We’ve got a message from a young woman calling herself “Deee” who has/had a problem trusting her man. But now that she’s trusting him more, she wants to show him, and to mend his hurt in the process. Can she? Let’s see what’s what. Dee writes:

Hi Jeff,

Currently, I’m in a relationship with a man 2 years younger than me. He’s 21 this year. This is our first relationship, and so, there are many things that we’re figuring out as time passes. So far, its been about 2 months.

Recently, he told me that before we started this relationship, while we were still dating, he got to know this other woman. They’ve been keeping in contact via emails and IM. He told me that he thinks this woman is interested in him, and when I asked him if she was aware that he is already in a relationship, he replied she did not know. He said that he did not know how to break the news to her, without hurting her feelings. And he took close to 7 weeks into our relationship to tell me this. Part of the reason why he told me about her was because there was an event that he asked me to go to, and she would be there too. He said he did not dare to tell me about it because he was afraid of how I would react to it.

I did ask him to tell me honestly if a part of him does like the other woman, and that I’ll be cool with the answer as long as it was the truth. He was silent, and told me he did not like the other woman. And, the subsequent weeks thereafter, he tried to show me that i’m the only one he likes by introducing me to his friends, reassuring me with words of affirmation, affectionate gestures etc.

Stored data:
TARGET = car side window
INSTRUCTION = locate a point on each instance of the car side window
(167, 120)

Tasks for this exercise:
1. In the letter to Jeff about trusting a boyfriend, how far into the relationship was the writer when her boyfriend told her about the other woman?
2. Pick up the letter to Jeff about trusting a boyfriend from its final sentence and keep writing it.

Task-by-task outputs:
1. Close to 7 weeks.

2.
The thing is, I found out that he is really hurt by the fact that I doubt him, and cannot really trust him after this. Tried explaining to him that I feel conflicted. Gut feeling tells me he’s trustable, but I feel scared to fully trust that easily again. He almost teared up, and now, I need your help.

How can I show that I’m trusting him more, and how can I mend his hurt? And, can you roughly tell me how guys in general show that they are really committed in a relationship?

Thank you! =)

Dear Deee,

First off, here’s a thing you should know about young guys. (And to a SLIGHTLY lesser extent, all guys.) They are completely terrified to upset any women, will do anything to avoid being the bad guy. Period. I’m not sure what this is about, exactly. From what you’ve said, it doesn’t seem like he had any real interest in that woman. Sounds like he likes YOU, but doesn’t want to hurt her feelings, but ALSO doesn’t want to make YOU mad about trying not to hurt her feelings. Seems like he thinks he’s walking through a minefield of potentially upset women.

Whew. That’s a lot of worrying. But pretty common.

HOW TO SHOW YOU’RE TRUSTING HIM MORE AND MEND HIS HURT?

Well, before we answer that, we should answer this: ARE you trusting him more? Seems to me that you’re not sure. And if that’s the case, there’s nothing you can do to show him that you’re trusting him more. Because, you know, you’re NOT. (Simple math, everyone. Hope I didn’t just blow anybody’s mind.)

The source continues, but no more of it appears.